### PROVIDED INFORMATION
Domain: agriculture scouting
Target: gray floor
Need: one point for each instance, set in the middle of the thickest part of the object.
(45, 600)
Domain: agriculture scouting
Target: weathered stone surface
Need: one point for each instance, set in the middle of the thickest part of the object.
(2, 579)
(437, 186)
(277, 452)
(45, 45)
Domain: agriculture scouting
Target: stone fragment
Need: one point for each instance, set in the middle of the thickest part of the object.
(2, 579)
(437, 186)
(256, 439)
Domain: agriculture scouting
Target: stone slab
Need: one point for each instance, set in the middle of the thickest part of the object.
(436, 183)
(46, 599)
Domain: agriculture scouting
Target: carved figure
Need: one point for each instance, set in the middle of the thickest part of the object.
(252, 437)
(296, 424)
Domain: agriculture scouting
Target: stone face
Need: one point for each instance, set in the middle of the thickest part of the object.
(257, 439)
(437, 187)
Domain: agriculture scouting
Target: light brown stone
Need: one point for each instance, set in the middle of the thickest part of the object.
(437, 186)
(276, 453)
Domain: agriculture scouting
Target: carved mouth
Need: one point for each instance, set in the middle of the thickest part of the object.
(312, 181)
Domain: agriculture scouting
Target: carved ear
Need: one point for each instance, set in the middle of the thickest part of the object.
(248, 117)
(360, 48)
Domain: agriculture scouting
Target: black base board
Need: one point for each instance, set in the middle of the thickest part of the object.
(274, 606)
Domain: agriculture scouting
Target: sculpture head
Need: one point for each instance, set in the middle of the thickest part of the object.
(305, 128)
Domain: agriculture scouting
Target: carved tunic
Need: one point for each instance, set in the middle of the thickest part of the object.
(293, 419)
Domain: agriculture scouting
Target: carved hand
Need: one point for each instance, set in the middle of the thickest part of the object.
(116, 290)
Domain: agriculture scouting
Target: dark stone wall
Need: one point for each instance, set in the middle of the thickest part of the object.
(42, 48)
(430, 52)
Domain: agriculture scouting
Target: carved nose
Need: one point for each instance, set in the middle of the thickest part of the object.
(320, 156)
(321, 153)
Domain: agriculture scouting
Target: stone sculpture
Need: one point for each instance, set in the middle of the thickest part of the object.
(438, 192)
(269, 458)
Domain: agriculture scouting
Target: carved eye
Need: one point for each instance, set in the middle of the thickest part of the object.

### SHORT PROBLEM
Locate every line in the rows above that contains the string "stone" and copy each such line. Matching is case-sensitive.

### REPLY TO THE EXERCISE
Target: weathered stone surface
Target: stone fragment
Target: stone slab
Target: stone face
Target: light brown stone
Target: dark stone wall
Target: stone sculpture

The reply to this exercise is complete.